**RAW DATA:**
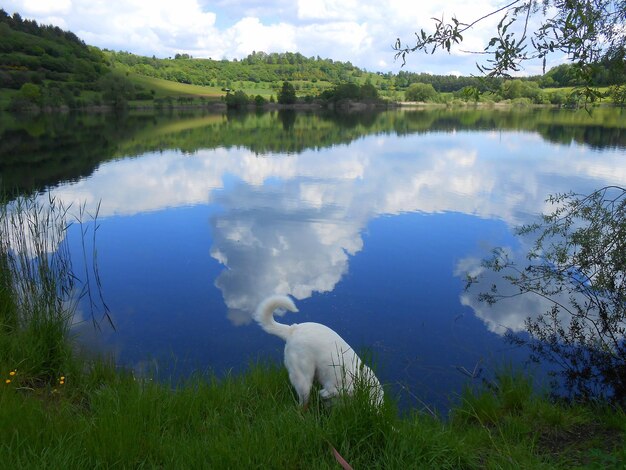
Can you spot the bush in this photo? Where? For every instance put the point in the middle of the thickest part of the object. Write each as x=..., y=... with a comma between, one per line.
x=237, y=100
x=420, y=92
x=287, y=94
x=578, y=265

**TASK TO COMPLETE:**
All entries above should be printed exactly, though without their pictures.

**OUTPUT BELOW:**
Can you spot the bush in this photo? Where? For every instance put the point in the middle of the thickest part of the object. Write each as x=..., y=... with a comma between, one per line.
x=237, y=100
x=420, y=92
x=287, y=94
x=578, y=265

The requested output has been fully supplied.